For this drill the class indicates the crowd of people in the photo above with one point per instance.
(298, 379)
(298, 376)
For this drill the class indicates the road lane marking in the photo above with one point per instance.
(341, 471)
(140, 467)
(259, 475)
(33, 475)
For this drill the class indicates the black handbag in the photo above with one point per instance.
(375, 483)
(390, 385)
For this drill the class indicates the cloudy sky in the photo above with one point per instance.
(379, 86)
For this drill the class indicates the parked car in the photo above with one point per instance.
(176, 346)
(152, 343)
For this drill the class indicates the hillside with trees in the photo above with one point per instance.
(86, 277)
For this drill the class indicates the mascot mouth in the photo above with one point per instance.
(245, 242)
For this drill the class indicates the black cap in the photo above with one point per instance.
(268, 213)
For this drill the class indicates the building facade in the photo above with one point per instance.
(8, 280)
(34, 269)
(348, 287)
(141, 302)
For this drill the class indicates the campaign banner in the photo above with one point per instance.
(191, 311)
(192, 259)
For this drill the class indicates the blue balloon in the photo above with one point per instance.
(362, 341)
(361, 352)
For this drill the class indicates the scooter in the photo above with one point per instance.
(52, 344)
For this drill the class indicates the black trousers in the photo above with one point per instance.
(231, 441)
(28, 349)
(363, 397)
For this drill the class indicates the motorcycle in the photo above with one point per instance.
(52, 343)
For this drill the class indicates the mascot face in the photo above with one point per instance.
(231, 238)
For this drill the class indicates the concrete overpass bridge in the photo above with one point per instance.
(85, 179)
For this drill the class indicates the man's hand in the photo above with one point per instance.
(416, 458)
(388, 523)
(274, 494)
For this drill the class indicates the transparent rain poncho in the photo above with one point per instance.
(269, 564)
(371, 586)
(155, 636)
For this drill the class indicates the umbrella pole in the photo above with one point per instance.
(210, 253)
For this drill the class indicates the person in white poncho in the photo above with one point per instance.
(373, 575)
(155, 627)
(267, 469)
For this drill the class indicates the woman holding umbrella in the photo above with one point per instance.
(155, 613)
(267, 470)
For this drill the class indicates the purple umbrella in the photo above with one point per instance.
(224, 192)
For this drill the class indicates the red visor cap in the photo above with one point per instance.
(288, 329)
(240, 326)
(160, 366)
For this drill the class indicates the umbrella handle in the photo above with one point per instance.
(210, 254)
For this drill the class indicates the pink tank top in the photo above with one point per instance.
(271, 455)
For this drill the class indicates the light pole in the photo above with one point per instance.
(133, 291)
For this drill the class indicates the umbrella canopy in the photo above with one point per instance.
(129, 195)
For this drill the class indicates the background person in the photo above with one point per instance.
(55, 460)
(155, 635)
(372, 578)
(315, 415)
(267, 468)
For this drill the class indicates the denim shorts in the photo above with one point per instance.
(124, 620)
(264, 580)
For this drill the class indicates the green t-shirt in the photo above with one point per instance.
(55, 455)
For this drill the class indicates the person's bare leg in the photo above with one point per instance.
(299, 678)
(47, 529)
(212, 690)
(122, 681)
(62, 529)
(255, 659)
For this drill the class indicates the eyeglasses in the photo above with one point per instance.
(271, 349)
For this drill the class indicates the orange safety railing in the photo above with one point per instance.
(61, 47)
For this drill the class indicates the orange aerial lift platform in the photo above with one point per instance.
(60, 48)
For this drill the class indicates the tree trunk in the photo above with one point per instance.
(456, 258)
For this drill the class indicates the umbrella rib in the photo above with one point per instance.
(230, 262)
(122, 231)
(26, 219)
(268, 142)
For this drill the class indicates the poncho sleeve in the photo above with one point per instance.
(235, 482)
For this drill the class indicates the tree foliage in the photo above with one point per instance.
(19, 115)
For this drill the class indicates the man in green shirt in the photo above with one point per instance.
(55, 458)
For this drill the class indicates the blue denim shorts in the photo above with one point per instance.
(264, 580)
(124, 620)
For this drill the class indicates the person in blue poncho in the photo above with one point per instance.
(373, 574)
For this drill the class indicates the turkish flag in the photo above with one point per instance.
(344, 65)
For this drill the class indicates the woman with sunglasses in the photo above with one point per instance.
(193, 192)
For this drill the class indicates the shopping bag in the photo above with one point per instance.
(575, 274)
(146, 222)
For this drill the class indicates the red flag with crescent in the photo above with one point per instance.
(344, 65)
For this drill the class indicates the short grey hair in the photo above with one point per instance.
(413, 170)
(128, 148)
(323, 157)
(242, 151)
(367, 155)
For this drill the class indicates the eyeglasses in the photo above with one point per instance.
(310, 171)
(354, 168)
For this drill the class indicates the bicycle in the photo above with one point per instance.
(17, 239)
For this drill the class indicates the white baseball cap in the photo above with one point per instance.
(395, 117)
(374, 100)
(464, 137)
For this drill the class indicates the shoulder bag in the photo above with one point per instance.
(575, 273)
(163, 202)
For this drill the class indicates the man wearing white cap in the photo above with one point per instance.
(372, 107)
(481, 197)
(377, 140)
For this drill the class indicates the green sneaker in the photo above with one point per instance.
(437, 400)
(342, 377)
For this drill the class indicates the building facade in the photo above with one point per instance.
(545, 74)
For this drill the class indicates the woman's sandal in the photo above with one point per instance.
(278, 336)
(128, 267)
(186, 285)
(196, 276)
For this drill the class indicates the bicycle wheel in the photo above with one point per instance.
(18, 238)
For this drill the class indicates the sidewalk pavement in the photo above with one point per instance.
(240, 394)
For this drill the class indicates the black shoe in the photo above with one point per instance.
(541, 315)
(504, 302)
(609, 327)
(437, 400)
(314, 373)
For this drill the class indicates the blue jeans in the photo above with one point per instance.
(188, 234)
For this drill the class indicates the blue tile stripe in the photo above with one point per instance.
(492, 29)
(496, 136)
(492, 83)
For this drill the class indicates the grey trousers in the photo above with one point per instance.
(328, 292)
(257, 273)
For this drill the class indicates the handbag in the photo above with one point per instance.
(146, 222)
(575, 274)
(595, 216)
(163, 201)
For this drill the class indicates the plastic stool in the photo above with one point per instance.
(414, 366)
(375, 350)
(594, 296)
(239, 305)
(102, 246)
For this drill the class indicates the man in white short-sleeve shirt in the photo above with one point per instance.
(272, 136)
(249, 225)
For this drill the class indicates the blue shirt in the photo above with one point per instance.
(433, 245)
•••
▶ [Problem to work on]
Copy down the whole of the data above, matching it exactly.

▶ [Written solution]
For this drill the class indicates the crowd of people in the photo above with one point per instance.
(298, 379)
(298, 376)
For this drill the class indicates the road lane marking in the photo above with one point per instance.
(341, 471)
(140, 467)
(259, 475)
(33, 475)
For this drill the class indicates the black handbag in the photo above with one point per instance.
(375, 483)
(390, 385)
For this drill the class indicates the cloudy sky in the photo above with one point per instance.
(379, 86)
For this drill the class indicates the parked car in the photo above with one point per instance.
(176, 346)
(152, 343)
For this drill the class indicates the hillside with trees in the photo above with one point per instance.
(86, 277)
For this drill the class indicates the mascot mouth in the photo above with one point per instance.
(245, 242)
For this drill the class indicates the black cap in the photo above with one point per instance.
(268, 213)
For this drill the class indicates the building facade in the photo above with one point per instance.
(8, 280)
(34, 269)
(348, 287)
(141, 302)
For this drill the class indicates the campaign banner in the photo above with one point per instance.
(191, 311)
(192, 259)
For this drill the class indicates the blue balloon in the photo above with one point per instance.
(362, 341)
(361, 352)
For this drill the class indicates the scooter in the photo above with one point per instance.
(52, 344)
For this drill the class indicates the black trousers in the photo above with one point per instance.
(231, 441)
(28, 349)
(363, 397)
For this drill the class indicates the motorcycle in the photo above with one point per instance.
(52, 343)
For this drill the class indicates the mascot face in the photo above with one point per instance.
(231, 238)
For this drill the class indicates the concrete overpass bridge in the photo above with one point per instance.
(85, 179)
For this drill the class indicates the man's hand in the photo above with one point per instance.
(416, 458)
(388, 523)
(274, 494)
For this drill the class indicates the transparent rain poncho in the photo above with one point per instance.
(269, 564)
(371, 586)
(155, 636)
For this drill the class indicates the umbrella pole in the photo above with one point per instance.
(210, 253)
For this drill the class indicates the person in white poncho in the photo above with one point per instance.
(373, 575)
(155, 627)
(267, 469)
For this drill the class indicates the woman holding umbrella in the photo above with one point per instance.
(155, 613)
(267, 470)
For this drill the class indicates the purple umbrella in the photo above with one point per instance.
(224, 192)
For this drill the class indicates the red visor cap in the photo above with one point per instance.
(288, 329)
(240, 326)
(160, 366)
For this drill the class indicates the umbrella handle in the photo above with one point per instance.
(210, 254)
For this drill the class indicates the pink tank top in the photo above with one point per instance.
(271, 455)
For this drill the class indicates the light pole in the photo above with one point per instance.
(133, 291)
For this drill the class indicates the umbrella canopy in the photo above with one point per instance.
(129, 195)
For this drill the class indicates the background person in the photo above with one point per instance.
(55, 460)
(155, 635)
(372, 578)
(315, 415)
(267, 468)
For this drill the class indicates the denim shorts in the photo above with one point per instance.
(124, 620)
(264, 580)
For this drill the class indicates the green t-shirt in the photo above with one point per instance.
(55, 455)
For this drill the class indicates the person's bare leg in the photo above with one point per instance.
(299, 678)
(47, 529)
(212, 690)
(122, 681)
(62, 529)
(255, 659)
For this drill the class indicates the eyeglasses in the photo above with one point per instance.
(271, 349)
For this drill the class indicates the orange safety railing in the photo above with one point per instance.
(61, 47)
For this drill the class indicates the orange aerial lift platform in the photo above with one point per instance.
(60, 48)
For this drill the class indicates the tree trunk in the photo above with one point per instance.
(456, 258)
For this drill the class indicates the umbrella rib in the photo above with one point per instance.
(230, 262)
(122, 231)
(26, 219)
(268, 142)
For this drill the class indicates the poncho sleeve in the photo above with one point per instance.
(235, 482)
For this drill the class indicates the tree foliage in the photo above with one point per instance.
(19, 115)
For this drill the class indicates the man in green shirt in the photo above with one point per instance.
(55, 458)
For this drill the class indicates the blue denim shorts in the photo above with one point per instance.
(264, 580)
(124, 620)
For this drill the class indicates the person in blue poncho in the photo above with one point per instance.
(373, 574)
For this drill the class indicates the turkish flag in the photo above with one point per instance.
(344, 65)
For this drill the class indicates the woman with sunglasses in the photo above with one point per instance.
(193, 192)
For this drill the class indicates the shopping bag in the photo above with one point per instance.
(575, 274)
(146, 222)
For this drill the class indicates the red flag with crescent in the photo above with one point per instance.
(344, 65)
For this drill the class indicates the short grey hair in the photo above with one point per instance.
(413, 170)
(128, 148)
(323, 157)
(242, 151)
(367, 155)
For this drill the class indicates the eyeglasses in the photo above with one point per instance.
(310, 171)
(354, 168)
For this drill the class indicates the bicycle in the photo above with one point per instance.
(17, 239)
For this drill the class indicates the white baseball cap in the photo above with one point per instance.
(395, 117)
(374, 100)
(464, 137)
For this drill the class indicates the shoulder bag in the photo above with one point per instance.
(575, 273)
(163, 202)
For this drill the class indicates the man wearing white cap in the photo above with one point per instance.
(372, 107)
(481, 197)
(377, 140)
For this drill the class indicates the green sneaker in the photo above with one point per instance.
(437, 400)
(342, 377)
For this drill the class indicates the building facade in the photo above with one point per instance.
(545, 74)
For this drill the class indicates the woman's sandal in the photo above with one point per instance.
(278, 336)
(128, 267)
(186, 285)
(196, 276)
For this drill the class indicates the bicycle wheel in the photo above with one point per instance.
(18, 238)
For this drill the class indicates the sidewalk pavement in the photo above with one point per instance.
(240, 394)
For this drill the class indicates the black shoe in the photo above with one point per instance.
(541, 315)
(504, 302)
(609, 327)
(437, 400)
(314, 373)
For this drill the class indicates the blue jeans in the photo above with one point per instance.
(188, 234)
For this drill the class indicates the blue tile stripe in the photo above with one point per instance.
(492, 29)
(496, 136)
(492, 83)
For this drill the class indicates the grey trousers in the photo above with one point per instance.
(328, 292)
(257, 273)
For this drill the class indicates the handbag in the photo above with one point per instance.
(146, 222)
(575, 274)
(595, 216)
(163, 201)
For this drill the class indicates the plastic stool in the photo above with one point per instance.
(414, 366)
(375, 350)
(594, 296)
(239, 305)
(102, 246)
For this drill the class indicates the man in white short-sleeve shirt in the photo above with one point per instance.
(272, 136)
(249, 225)
For this drill the class indicates the blue shirt in the photo above with one point per instance.
(433, 245)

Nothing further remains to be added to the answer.